BEGIN PROVIDED ENTRIES
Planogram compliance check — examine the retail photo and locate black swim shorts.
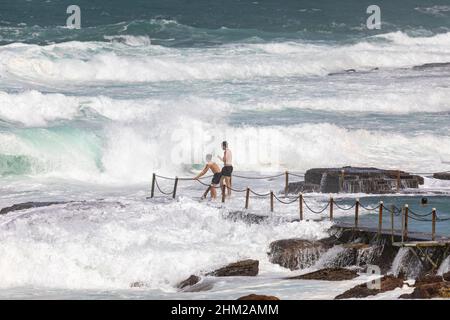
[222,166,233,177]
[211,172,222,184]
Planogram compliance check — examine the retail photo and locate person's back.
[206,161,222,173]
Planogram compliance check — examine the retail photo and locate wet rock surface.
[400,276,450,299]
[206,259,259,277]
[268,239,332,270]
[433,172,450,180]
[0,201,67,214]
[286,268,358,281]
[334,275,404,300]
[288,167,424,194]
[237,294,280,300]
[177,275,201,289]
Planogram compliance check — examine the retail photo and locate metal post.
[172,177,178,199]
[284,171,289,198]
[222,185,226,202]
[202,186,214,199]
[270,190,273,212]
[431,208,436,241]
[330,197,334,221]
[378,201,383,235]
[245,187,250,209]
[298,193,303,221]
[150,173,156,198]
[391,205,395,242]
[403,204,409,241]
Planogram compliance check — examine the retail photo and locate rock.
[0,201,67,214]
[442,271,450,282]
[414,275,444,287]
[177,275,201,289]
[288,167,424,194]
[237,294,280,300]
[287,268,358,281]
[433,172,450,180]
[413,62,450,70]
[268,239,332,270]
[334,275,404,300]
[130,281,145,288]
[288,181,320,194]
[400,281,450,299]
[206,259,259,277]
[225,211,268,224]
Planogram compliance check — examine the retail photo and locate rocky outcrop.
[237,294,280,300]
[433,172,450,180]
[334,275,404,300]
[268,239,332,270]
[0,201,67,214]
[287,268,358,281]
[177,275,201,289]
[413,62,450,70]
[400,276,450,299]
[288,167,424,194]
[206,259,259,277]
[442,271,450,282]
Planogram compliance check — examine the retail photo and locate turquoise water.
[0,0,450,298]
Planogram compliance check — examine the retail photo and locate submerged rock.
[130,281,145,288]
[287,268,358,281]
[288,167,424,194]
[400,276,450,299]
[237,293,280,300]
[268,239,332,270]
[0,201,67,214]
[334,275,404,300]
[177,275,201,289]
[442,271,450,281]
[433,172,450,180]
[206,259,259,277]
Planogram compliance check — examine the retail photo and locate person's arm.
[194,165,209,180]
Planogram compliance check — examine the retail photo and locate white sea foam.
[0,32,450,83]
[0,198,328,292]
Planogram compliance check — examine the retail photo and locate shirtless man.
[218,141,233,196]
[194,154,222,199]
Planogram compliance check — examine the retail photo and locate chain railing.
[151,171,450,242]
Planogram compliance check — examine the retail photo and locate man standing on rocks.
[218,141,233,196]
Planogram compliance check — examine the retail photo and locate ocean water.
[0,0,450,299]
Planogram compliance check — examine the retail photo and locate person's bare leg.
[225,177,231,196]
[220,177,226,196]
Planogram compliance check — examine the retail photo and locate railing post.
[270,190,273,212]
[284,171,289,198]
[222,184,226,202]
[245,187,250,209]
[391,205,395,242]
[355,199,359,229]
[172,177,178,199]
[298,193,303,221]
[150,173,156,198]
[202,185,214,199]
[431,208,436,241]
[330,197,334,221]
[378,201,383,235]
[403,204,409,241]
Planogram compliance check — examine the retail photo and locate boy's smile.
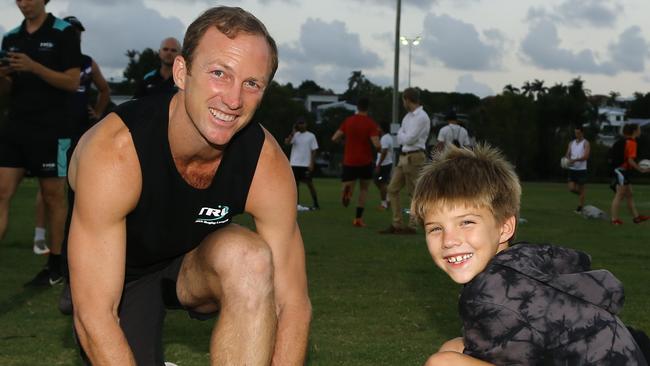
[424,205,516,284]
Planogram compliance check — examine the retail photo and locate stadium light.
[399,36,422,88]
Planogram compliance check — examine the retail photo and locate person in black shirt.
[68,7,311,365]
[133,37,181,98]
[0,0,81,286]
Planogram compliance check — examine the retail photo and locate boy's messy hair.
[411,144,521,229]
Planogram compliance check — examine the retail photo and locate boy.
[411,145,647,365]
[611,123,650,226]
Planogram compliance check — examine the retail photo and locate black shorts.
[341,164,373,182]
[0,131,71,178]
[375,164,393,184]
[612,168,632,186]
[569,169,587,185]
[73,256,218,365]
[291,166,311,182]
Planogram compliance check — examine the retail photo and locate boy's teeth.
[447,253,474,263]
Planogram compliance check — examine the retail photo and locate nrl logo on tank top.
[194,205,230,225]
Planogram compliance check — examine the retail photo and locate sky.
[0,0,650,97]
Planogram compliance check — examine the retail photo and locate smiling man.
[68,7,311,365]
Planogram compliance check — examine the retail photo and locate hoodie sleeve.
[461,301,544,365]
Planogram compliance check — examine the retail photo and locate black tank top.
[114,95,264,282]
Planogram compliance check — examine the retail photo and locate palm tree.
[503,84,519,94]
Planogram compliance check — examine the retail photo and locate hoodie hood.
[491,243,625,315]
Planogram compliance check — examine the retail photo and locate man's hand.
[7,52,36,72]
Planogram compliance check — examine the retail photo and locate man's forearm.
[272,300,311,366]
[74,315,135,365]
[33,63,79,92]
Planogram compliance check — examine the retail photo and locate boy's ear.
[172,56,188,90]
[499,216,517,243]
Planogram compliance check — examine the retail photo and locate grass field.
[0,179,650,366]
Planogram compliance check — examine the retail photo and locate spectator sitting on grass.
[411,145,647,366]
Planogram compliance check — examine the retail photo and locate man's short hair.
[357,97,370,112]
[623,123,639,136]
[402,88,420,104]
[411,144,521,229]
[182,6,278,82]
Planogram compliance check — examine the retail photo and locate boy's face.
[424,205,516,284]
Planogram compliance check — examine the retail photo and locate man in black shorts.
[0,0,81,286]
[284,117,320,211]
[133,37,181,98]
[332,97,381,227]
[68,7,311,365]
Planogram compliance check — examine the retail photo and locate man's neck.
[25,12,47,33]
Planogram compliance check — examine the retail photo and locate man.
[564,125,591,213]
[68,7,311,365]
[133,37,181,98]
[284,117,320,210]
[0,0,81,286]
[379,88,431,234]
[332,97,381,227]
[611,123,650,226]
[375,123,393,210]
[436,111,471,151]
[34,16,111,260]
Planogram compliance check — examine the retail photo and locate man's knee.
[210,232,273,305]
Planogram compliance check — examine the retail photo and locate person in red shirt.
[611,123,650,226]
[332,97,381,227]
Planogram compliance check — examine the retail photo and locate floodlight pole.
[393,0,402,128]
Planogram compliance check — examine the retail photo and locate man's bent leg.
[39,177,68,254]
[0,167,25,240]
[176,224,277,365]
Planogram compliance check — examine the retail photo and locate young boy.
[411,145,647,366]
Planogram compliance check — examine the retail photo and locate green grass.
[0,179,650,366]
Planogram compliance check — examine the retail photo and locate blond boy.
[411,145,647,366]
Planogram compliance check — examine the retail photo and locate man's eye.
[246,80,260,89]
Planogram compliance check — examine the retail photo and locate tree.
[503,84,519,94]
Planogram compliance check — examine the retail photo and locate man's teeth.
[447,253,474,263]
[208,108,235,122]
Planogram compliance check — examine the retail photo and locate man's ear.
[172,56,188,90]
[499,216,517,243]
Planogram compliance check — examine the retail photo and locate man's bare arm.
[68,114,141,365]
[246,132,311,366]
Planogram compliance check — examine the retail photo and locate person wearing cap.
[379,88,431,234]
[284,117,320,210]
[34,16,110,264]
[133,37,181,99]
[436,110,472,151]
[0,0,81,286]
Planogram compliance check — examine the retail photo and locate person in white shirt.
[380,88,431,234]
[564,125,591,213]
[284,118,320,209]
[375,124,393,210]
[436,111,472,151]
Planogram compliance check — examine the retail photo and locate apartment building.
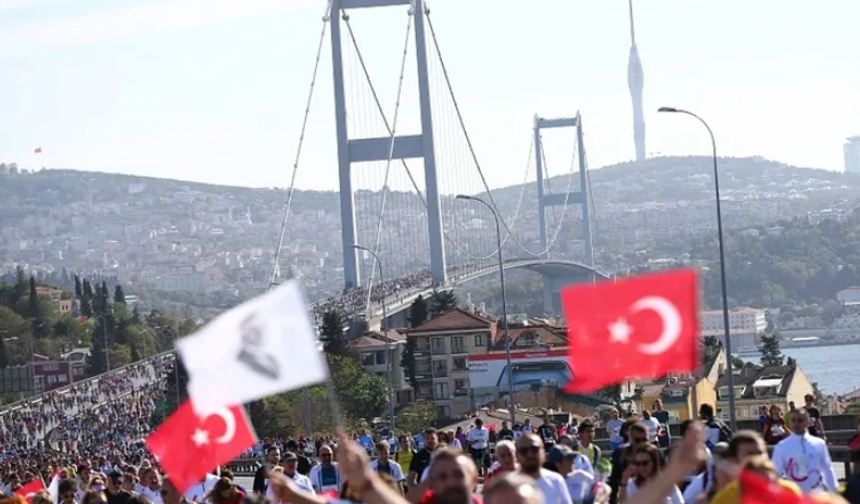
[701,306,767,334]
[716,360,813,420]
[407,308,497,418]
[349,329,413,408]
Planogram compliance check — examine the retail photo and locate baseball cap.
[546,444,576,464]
END PROVIDED ENTRIES
BEGIN PROVIDED ENTRIES
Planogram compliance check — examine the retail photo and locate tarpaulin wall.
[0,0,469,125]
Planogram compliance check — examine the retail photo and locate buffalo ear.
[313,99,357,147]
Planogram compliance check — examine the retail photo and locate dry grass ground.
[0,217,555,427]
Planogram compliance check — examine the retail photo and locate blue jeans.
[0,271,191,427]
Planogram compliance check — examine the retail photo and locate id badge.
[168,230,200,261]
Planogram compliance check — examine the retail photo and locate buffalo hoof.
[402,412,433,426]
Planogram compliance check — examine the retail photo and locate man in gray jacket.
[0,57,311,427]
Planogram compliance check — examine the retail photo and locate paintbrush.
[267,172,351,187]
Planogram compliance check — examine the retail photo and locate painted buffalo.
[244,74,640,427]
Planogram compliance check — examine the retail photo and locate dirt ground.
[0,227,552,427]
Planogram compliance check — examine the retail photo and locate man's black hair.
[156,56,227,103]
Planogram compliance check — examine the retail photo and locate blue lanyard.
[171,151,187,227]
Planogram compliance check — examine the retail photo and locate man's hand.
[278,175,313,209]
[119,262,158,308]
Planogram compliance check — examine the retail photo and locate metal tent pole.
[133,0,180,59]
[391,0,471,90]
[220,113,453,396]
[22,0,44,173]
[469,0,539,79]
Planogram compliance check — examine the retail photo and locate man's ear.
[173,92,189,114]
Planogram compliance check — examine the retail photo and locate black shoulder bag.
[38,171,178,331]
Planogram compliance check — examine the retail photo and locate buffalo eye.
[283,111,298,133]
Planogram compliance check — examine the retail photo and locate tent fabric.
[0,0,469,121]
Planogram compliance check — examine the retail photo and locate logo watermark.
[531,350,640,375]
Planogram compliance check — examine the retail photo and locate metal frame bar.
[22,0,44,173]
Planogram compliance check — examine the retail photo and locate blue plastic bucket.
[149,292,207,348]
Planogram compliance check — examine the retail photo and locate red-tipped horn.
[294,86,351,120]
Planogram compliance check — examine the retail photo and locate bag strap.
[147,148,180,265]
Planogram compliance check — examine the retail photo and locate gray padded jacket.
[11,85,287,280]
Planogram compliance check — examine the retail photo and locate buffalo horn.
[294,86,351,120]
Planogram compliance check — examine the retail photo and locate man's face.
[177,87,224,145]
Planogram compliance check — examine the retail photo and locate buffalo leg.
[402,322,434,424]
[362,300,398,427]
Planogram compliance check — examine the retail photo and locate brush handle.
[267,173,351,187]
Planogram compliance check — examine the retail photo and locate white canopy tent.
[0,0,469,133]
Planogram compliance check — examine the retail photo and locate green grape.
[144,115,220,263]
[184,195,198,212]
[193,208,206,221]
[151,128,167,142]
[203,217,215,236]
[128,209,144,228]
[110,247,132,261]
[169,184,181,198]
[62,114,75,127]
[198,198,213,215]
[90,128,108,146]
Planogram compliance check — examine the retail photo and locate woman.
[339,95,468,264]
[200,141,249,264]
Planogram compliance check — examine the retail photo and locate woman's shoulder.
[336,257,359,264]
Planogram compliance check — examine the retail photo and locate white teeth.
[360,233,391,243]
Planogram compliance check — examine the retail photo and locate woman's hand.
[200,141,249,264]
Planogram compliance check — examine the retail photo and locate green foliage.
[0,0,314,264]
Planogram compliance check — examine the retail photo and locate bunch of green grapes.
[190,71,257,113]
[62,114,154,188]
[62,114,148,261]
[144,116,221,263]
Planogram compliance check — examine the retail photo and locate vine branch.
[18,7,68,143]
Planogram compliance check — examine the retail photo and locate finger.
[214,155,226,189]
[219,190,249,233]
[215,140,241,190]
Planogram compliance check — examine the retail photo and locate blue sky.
END PROVIDED ENTRIES
▶ **EXERCISE INSTRUCTIONS**
Copy out the items above precisely as they appear, from the line with "locate baseball cap." to the line with "[546,444,576,464]", both included.

▶ **RESULT OF THIS TASK**
Planogram compliance check — examine the retail photo and locate baseball cap.
[546,444,576,464]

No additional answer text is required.